-- start of Extracted records --

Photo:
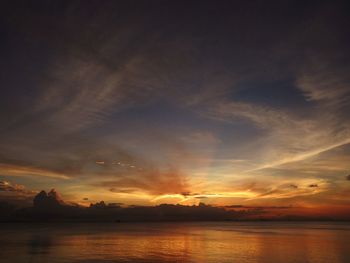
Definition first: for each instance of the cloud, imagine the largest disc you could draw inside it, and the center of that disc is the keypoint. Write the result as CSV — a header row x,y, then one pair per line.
x,y
151,181
15,193
20,170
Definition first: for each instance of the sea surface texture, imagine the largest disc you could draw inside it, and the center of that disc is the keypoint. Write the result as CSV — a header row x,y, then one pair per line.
x,y
263,242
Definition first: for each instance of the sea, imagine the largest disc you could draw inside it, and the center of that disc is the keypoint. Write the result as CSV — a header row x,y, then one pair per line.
x,y
241,242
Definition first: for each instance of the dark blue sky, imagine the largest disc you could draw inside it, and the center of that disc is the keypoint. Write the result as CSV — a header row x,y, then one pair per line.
x,y
141,101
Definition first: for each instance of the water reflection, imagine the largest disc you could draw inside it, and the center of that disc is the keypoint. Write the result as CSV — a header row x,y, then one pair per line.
x,y
204,242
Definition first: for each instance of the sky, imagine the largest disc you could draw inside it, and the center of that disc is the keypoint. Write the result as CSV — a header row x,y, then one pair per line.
x,y
179,102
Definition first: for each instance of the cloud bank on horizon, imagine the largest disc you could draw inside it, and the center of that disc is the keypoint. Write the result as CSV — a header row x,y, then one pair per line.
x,y
148,102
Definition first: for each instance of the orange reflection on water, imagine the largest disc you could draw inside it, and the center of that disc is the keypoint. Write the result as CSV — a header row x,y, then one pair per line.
x,y
180,242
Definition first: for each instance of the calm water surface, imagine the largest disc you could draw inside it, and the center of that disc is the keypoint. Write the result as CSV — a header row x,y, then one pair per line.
x,y
176,242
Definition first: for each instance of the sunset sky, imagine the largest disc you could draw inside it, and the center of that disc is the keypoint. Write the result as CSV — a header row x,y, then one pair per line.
x,y
150,102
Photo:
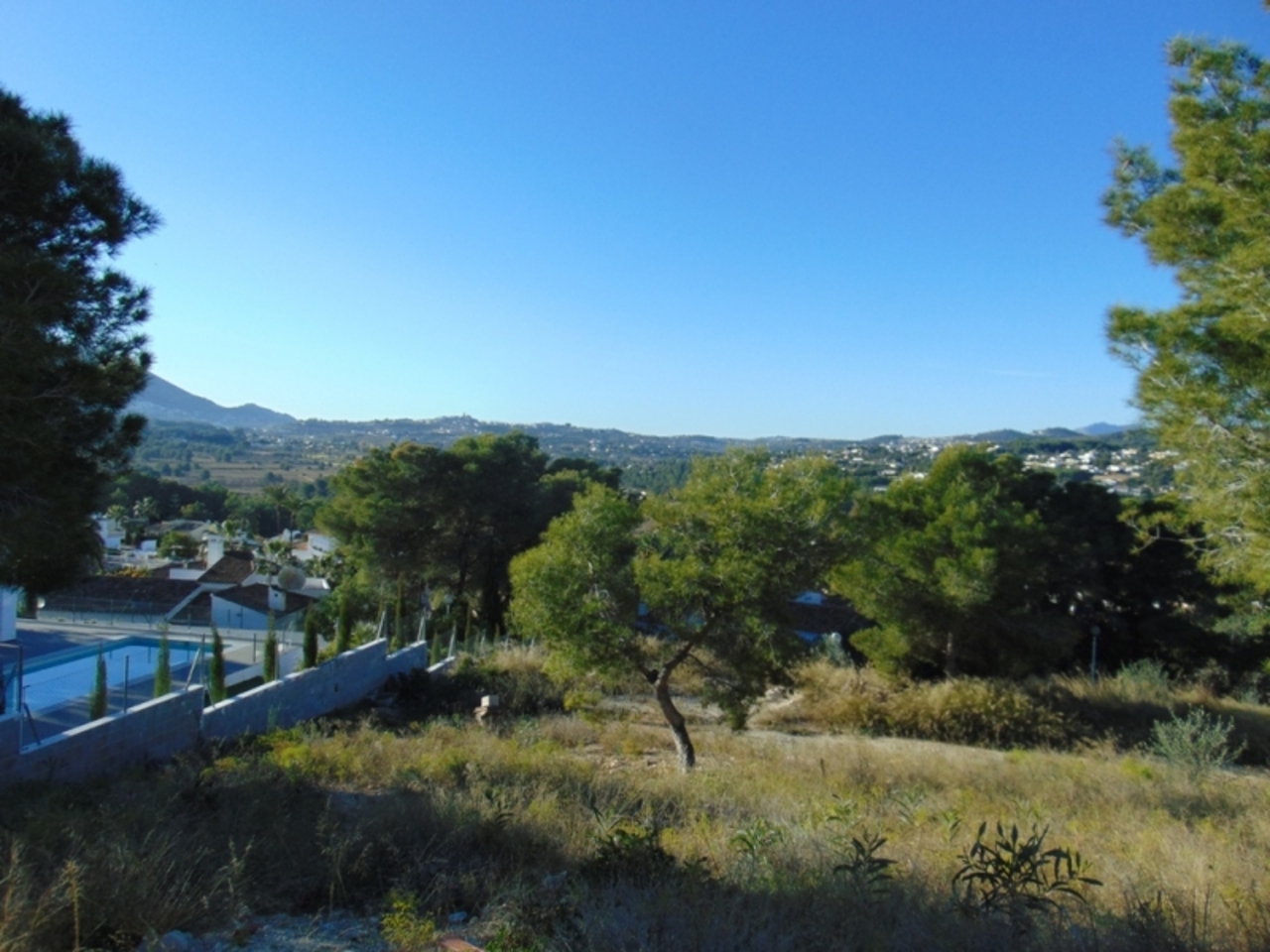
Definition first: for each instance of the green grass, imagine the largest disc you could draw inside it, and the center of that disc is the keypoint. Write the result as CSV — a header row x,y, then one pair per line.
x,y
832,841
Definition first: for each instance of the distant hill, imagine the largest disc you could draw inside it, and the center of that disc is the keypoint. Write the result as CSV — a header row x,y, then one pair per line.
x,y
167,403
1105,429
162,400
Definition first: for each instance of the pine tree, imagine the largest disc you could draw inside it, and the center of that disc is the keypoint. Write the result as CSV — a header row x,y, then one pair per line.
x,y
216,673
1205,365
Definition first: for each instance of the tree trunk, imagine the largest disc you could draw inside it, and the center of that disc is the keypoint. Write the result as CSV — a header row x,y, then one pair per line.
x,y
679,729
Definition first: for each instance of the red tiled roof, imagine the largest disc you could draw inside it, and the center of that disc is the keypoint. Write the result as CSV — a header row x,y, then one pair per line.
x,y
257,598
232,569
121,593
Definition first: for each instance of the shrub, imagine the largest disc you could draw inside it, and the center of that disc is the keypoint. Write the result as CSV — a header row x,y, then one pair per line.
x,y
1198,743
1144,679
1016,876
404,928
960,711
163,667
970,711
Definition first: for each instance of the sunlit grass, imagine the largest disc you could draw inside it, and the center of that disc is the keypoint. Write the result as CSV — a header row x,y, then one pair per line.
x,y
444,815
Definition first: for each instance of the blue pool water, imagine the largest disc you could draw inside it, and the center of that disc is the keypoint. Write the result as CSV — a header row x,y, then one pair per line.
x,y
56,679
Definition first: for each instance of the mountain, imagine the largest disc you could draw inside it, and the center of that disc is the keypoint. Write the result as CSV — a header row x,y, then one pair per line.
x,y
1105,429
167,403
162,400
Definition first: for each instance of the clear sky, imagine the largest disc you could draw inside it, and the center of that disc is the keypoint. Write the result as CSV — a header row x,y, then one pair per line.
x,y
738,218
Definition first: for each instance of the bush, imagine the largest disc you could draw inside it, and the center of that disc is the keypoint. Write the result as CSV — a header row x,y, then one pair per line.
x,y
962,711
1012,876
1198,743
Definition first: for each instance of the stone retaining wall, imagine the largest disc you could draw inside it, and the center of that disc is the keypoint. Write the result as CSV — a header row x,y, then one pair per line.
x,y
310,693
157,730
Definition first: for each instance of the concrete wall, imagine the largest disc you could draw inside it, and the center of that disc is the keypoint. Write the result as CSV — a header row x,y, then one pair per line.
x,y
159,729
303,696
154,730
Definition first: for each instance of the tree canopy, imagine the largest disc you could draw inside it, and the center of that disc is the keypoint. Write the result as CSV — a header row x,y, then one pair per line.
x,y
701,575
956,569
70,350
452,520
1205,365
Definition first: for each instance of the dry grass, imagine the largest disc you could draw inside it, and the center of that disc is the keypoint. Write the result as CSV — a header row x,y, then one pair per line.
x,y
738,855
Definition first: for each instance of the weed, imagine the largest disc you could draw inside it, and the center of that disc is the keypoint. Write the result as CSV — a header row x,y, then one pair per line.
x,y
756,839
866,871
627,848
1016,876
1198,743
404,928
1144,679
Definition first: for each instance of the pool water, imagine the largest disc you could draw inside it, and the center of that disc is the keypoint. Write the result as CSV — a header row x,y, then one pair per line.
x,y
67,675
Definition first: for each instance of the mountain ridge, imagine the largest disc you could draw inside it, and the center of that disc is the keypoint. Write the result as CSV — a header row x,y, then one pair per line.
x,y
163,400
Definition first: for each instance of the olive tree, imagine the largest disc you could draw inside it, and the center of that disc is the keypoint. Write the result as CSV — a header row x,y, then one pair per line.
x,y
702,575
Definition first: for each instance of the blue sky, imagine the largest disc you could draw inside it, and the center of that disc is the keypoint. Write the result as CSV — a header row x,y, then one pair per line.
x,y
822,220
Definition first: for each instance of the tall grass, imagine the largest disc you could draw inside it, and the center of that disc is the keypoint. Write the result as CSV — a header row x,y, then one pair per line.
x,y
580,833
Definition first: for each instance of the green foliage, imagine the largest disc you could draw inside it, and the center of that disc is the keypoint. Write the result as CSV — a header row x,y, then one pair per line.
x,y
867,873
754,843
310,644
1012,876
178,544
452,520
714,565
1205,365
163,667
344,625
627,849
955,569
1198,743
216,669
72,356
971,711
271,651
99,699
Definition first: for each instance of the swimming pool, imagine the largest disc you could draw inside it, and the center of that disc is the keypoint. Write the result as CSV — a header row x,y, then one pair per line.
x,y
56,679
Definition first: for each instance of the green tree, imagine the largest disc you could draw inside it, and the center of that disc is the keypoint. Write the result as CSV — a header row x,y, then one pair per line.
x,y
452,520
70,352
163,667
1205,365
99,701
715,563
956,569
271,651
178,544
216,670
344,625
310,647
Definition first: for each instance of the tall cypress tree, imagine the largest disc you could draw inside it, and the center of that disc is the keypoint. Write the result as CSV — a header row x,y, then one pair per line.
x,y
99,699
344,626
216,679
271,652
310,639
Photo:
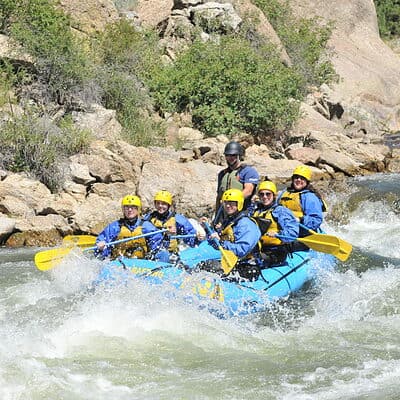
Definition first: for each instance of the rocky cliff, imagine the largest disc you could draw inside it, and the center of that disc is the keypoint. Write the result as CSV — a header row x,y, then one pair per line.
x,y
341,133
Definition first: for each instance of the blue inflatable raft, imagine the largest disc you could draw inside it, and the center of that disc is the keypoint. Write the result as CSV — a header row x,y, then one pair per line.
x,y
224,297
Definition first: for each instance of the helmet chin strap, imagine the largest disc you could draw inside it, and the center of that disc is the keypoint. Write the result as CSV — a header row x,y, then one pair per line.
x,y
235,163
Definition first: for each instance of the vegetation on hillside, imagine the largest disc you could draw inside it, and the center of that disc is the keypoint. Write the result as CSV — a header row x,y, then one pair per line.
x,y
230,84
229,87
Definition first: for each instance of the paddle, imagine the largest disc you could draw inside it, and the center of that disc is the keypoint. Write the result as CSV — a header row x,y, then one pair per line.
x,y
80,240
229,258
48,259
323,243
343,249
183,236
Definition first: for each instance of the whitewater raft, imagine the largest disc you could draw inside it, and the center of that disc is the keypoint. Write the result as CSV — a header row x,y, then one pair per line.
x,y
222,296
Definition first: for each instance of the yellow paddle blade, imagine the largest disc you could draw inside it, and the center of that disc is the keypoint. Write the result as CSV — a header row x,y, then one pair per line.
x,y
328,244
229,260
48,259
80,240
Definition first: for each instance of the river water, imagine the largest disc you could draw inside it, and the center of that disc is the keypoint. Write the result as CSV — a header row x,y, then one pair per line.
x,y
338,339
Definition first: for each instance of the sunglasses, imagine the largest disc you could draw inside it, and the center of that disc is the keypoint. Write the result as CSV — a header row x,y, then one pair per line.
x,y
265,194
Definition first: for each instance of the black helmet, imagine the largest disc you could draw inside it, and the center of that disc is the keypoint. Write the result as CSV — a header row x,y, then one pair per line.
x,y
234,148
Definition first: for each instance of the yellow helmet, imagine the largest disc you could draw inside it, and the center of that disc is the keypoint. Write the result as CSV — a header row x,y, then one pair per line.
x,y
303,171
268,185
131,200
234,195
164,196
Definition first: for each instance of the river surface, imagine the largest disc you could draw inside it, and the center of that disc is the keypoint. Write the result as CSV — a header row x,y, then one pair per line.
x,y
338,339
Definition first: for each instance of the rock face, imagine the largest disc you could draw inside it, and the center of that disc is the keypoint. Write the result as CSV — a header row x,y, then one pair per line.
x,y
340,133
369,89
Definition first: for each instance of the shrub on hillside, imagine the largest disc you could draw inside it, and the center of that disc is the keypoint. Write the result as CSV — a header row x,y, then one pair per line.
x,y
125,58
229,87
44,32
37,146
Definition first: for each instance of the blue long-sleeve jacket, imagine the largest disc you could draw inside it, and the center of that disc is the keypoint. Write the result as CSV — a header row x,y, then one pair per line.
x,y
287,222
246,233
312,209
289,226
183,227
110,234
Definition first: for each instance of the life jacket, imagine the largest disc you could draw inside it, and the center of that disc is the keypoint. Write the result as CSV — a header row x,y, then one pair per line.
x,y
135,248
292,200
267,223
160,224
227,232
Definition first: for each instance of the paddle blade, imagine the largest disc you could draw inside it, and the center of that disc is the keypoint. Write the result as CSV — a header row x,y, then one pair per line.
x,y
79,240
328,244
344,251
228,261
48,259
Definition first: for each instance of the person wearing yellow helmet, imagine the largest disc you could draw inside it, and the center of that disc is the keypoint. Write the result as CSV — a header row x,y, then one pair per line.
x,y
274,220
236,232
130,225
164,216
304,201
236,176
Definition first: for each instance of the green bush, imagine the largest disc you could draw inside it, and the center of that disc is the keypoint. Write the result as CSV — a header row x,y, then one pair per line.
x,y
45,33
305,41
125,58
7,10
388,12
229,87
35,145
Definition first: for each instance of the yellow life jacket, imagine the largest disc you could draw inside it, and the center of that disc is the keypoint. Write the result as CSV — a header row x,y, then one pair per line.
x,y
132,248
228,234
266,240
291,200
171,221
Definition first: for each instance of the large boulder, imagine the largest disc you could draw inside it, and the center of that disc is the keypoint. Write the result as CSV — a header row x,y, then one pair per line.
x,y
369,87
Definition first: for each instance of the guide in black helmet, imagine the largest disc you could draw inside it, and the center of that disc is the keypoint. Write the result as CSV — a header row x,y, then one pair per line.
x,y
236,176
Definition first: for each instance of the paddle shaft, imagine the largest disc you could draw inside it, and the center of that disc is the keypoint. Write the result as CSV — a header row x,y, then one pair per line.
x,y
128,239
229,258
284,276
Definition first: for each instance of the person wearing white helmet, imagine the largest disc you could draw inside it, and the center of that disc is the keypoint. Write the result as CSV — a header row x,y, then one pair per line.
x,y
130,225
274,220
304,201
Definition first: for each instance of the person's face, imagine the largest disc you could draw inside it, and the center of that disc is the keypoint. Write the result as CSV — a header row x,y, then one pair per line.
x,y
232,160
230,207
161,206
299,183
130,212
266,197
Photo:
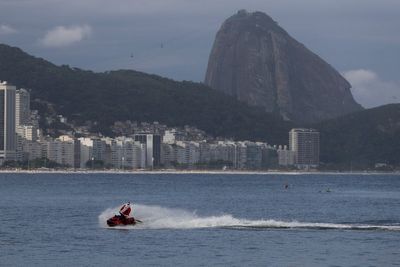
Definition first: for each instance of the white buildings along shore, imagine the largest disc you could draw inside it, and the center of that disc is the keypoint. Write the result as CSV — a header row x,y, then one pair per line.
x,y
21,140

-- end of Extracted records --

Task
Take the line that contains "Definition first: for each instance of the person wearing white" and all lines after it to the end of the material above, and copy them verbatim without any images.

Full answer
Definition first: for each instance of the person wearing white helmet, imagine the largest disc you could draw inside it, and the center of that disc is the keypoint. Write the result as CSV — a header row x,y, then one pair per line.
x,y
130,225
274,220
304,201
Definition first: for each instance of the person's face, imagine the largest disc you could draw inside it, and the center of that disc is the keypoint. Write the result as CSV — a header row x,y, then one pair per line.
x,y
232,160
230,207
161,206
299,183
130,212
266,197
Photo:
Definition first: for each instance of the white buildings along shore, imagine the largest disc you could draw inside it, and the center of that disc is the keypoint. Write the result as CSV — a header row x,y, then one pair per line.
x,y
21,140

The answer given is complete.